## WHAT IS ASKED
Rewrite every line of the listing below as a JSON list of strings, one string per line, and leave out the blank lines.

** Begin SOURCE MATERIAL **

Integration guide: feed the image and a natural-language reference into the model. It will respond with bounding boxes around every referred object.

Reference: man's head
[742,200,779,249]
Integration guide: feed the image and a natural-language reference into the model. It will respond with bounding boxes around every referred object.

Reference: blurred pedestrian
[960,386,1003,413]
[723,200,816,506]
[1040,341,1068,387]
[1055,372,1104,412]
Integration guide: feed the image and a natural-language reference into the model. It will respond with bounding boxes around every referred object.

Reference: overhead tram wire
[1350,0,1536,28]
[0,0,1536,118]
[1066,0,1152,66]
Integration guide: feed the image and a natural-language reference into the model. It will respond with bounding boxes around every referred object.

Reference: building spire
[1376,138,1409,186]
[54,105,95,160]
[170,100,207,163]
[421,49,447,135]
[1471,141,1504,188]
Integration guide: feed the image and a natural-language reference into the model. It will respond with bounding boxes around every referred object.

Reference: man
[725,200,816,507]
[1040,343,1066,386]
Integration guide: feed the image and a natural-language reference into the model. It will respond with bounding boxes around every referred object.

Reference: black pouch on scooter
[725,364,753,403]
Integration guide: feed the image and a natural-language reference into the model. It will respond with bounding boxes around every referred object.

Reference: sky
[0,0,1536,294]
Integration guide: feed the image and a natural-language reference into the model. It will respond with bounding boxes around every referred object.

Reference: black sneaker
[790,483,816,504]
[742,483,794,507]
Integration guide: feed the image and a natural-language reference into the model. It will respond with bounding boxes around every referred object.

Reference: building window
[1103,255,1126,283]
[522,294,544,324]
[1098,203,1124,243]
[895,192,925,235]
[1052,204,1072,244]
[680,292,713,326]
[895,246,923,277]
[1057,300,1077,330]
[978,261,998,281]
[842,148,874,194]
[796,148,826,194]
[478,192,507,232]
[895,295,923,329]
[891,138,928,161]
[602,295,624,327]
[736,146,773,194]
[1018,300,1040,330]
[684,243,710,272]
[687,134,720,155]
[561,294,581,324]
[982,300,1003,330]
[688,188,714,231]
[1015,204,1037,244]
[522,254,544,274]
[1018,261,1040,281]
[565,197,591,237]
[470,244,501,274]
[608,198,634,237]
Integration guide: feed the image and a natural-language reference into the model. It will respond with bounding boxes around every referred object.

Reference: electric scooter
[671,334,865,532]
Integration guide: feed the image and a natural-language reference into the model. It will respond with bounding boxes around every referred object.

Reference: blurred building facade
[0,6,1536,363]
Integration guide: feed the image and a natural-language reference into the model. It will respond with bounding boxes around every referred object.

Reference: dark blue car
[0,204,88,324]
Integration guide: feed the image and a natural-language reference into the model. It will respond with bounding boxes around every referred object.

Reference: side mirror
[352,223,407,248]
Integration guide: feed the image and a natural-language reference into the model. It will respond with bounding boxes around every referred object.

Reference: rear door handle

** End SOURCE MATERIAL **

## THE REPLY
[
  "Integration guide: feed the image and a natural-language reference into the model. It will respond with bounding boxes around every referred object.",
  "Reference: man's head",
  "[742,200,779,249]",
  "Integration guide: feed the image and a natural-language reference into the model. It will respond with bounding boxes around every referred object.",
  "Reference: blurred pedestrian",
  "[960,386,1003,413]",
  "[723,200,816,506]",
  "[1040,341,1068,387]",
  "[1055,372,1104,412]",
  "Integration guide: feed the image and a natural-language reference into the model. It will respond with bounding boxes around every referred object.",
  "Reference: overhead tram wire",
  "[1350,0,1536,28]",
  "[0,0,1536,118]",
  "[1066,0,1152,66]",
  "Integration guide: feed the image and a natural-language reference into the model. It will respond with bounding boxes around every referred object.",
  "Reference: building spire",
  "[1376,138,1409,186]",
  "[54,105,95,160]",
  "[170,100,207,163]",
  "[421,49,447,135]",
  "[1471,141,1504,188]",
  "Integration guide: feed the image and a natural-language reference into the model. It will respond with bounding boxes around every referred object.",
  "Reference: man",
  "[725,200,816,507]",
  "[1040,343,1066,386]",
  "Integration guide: feed the image and a natural-language reference into the model. It will respond with bounding boxes around every referred object.",
  "Reference: black pouch on scooter",
  "[725,364,753,403]",
  "Integration guide: feed the image and a natural-language reference into the model. It will respond with bounding boxes around every referred object.",
  "Reference: sky",
  "[0,0,1536,294]",
  "Integration guide: feed the image and a natural-language reference into the model. It will respond with bounding boxes around every referred object.",
  "Reference: black sneaker",
  "[790,483,816,504]",
  "[742,483,794,507]",
  "Integration guide: feed the image and a natural-language reference into the model. It will respond with bounding boxes around every referred object.",
  "Reference: building window",
  "[1103,255,1126,283]",
  "[522,294,544,324]",
  "[1098,203,1124,243]",
  "[895,192,925,235]",
  "[1052,204,1072,244]",
  "[680,292,713,326]",
  "[895,246,923,277]",
  "[1057,300,1077,330]",
  "[978,261,998,281]",
  "[842,148,874,194]",
  "[796,148,826,194]",
  "[478,192,507,232]",
  "[895,295,923,329]",
  "[891,138,928,161]",
  "[602,295,624,327]",
  "[736,146,773,194]",
  "[1018,300,1040,330]",
  "[684,243,710,272]",
  "[687,134,720,155]",
  "[561,294,581,324]",
  "[982,300,1003,330]",
  "[688,188,714,231]",
  "[1015,204,1037,244]",
  "[522,254,544,274]",
  "[1018,261,1040,281]",
  "[565,197,591,237]",
  "[470,244,501,274]",
  "[608,198,634,237]",
  "Integration guide: feed the image and a natural-language reference into the model. It will respond with bounding boxes around every referred object.",
  "Reference: electric scooter",
  "[671,334,865,532]",
  "Integration guide: feed the image and a natural-language reference into the model. It will respond with bounding boxes around every referred object.",
  "Reference: blurred building facade",
  "[0,6,1536,363]",
  "Integration guide: feed the image and a natural-language reference into the model. It will respond with bounding boxes around every referred object.",
  "Reference: dark blue car",
  "[0,204,88,324]",
  "Integration guide: feed the image and a natural-language reference into the model. It will respond with bounding boxes around every referred object.",
  "Reference: side mirror",
  "[352,223,407,248]",
  "Integration guide: feed the image and a natural-language reference into the model. It will respond with bounding boxes around every referred object.",
  "Reference: rear door handle"
]